→ Brano:
Svizzera, legge contro le “terapie di conversione” nel cantone di Vaud
Il Gran Consiglio approva una modifica per vietare pratiche volte a modificare o reprimere l’orientamento affettivo e sessuale o l’identità di genere
Dopo un paio di settimane dall’inizio dell’esame in seconda lettura, martedì 17 settembre il Gran Consiglio (Parlamento) del cantone svizzero di Vaud ha approvato una modifica della legge sulla salute pubblica, inserendo «il divieto di pratiche volte a modificare o reprimere l’orientamento affettivo e sessuale o l’identità di genere».
Va quindi ad aggiungersi a Neuchâtel (il primo, nel maggio 2023), al Valais e a Friburgo, che hanno già adottato leggi simili nei mesi scorsi; nel maggio 2023 anche il Consiglio di Stato di Ginevra aveva depositato un progetto di legge presso il Gran Consiglio.
Sono previste multe per chi, in ambito sanitario, religioso ma anche familiare, metta in campo o anche solo promuova queste pratiche, impiegate soprattutto per “guarire” l’omosessualità.

→ Obiettivo:
Prosegui il testo sul divieto delle terapie di conversione nel cantone di Vaud, ripartendo subito dopo la sua ultima frase.

→ Dati forniti:
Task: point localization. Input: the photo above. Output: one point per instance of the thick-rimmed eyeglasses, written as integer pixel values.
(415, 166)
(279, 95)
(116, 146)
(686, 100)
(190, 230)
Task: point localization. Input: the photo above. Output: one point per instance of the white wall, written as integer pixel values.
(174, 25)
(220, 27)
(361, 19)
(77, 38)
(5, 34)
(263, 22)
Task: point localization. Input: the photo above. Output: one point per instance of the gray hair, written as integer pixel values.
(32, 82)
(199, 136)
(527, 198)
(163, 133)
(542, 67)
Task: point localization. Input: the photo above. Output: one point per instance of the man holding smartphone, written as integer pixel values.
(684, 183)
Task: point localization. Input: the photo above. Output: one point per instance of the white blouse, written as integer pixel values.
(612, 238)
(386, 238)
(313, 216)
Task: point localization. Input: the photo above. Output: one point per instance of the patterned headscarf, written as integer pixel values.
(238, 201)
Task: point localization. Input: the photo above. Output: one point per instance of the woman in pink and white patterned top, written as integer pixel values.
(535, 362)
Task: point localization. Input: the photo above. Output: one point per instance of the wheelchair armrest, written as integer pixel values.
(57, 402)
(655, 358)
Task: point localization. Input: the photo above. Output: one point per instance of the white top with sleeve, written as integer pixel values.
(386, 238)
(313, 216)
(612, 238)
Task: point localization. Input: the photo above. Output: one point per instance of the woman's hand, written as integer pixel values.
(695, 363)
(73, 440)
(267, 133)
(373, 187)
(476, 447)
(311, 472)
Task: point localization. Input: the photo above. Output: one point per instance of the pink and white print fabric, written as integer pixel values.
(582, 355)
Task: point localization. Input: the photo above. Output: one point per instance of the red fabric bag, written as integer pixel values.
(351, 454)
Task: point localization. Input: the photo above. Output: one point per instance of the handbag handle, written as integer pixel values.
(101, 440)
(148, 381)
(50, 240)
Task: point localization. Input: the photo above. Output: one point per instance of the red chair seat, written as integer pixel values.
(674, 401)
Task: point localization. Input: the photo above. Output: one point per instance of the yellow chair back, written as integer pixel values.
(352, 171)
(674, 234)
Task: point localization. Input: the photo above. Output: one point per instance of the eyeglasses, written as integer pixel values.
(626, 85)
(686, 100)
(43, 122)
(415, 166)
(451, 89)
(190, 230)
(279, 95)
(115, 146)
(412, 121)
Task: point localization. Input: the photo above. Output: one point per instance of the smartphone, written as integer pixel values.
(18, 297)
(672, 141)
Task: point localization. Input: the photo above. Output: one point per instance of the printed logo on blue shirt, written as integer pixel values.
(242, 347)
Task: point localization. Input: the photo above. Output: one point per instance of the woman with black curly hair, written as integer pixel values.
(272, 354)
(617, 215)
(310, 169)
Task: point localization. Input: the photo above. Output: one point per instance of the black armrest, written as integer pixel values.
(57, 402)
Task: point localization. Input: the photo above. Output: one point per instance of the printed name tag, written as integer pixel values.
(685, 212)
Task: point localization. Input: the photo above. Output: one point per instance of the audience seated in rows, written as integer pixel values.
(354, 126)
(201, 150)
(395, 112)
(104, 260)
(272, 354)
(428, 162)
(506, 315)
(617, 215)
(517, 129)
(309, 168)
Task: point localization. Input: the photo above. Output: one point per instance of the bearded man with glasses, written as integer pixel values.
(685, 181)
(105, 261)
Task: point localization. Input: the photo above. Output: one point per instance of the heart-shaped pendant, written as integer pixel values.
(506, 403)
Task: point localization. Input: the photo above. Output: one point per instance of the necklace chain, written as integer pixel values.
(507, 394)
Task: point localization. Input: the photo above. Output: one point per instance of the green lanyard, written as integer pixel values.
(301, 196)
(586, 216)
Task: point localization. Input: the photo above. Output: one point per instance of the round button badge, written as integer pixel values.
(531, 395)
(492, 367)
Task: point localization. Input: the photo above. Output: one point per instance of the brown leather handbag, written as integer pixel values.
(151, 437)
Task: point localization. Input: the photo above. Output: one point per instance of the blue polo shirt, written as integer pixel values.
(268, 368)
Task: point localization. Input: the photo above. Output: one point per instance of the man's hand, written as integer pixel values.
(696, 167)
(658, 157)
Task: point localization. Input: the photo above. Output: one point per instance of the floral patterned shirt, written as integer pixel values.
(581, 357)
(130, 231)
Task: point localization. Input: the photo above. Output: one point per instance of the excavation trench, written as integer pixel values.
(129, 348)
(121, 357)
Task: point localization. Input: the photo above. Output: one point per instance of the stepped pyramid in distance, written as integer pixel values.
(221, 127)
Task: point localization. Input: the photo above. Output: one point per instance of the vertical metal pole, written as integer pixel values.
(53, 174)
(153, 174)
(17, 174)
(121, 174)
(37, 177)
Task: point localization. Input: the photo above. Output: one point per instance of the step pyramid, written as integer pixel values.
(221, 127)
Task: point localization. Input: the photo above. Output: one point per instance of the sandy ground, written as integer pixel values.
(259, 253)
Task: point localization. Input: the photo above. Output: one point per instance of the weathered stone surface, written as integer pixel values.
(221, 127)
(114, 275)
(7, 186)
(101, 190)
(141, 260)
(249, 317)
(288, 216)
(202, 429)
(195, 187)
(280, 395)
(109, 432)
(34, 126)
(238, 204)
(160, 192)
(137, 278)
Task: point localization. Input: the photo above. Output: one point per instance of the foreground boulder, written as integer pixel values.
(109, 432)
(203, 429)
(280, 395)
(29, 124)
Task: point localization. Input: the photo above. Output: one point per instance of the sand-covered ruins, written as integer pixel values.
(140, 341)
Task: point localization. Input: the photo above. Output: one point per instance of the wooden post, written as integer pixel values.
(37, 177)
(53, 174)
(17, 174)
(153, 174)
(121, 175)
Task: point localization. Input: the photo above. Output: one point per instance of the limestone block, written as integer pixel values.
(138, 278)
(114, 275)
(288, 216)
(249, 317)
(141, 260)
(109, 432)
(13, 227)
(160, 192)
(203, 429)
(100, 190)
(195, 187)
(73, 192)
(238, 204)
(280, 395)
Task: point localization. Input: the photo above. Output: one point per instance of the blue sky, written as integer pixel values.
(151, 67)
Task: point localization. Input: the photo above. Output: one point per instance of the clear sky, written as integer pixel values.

→ Risposta attesa:
Pratiche che, ricordiamo, hanno cominciato a diffondersi negli Usa alla fine degli anni Settanta (dopo la rimozione dell’omosessualità dall’elenco delle malattie mentali; a livello mondiale l’Oms lo ha fatto solo nel 1990), per arrivare in Europa negli anni Duemila. Valutate da alcuni (per esempio l’Onu) come veri atti di tortura, mescolano, si legge nelle ragioni del progetto di legge elaborato dal Consiglio di Stato di Vaud nel luglio 2022, riferimenti religiosi e correnti psicoterapeutiche diverse.
L’iniziativa era partita dal deputato socialista Julien Eggenberger nel 2021 e la nuova legge è passata senza opposizioni aperte, seppur dopo molte discussioni; ci sono però ancora alcune questioni, come emerso durante il dibattito, soprattutto in merito ad alcune eccezioni e casi particolari, per esempio la distinzione tra “terapie di conversione” e “terapie di transizione”.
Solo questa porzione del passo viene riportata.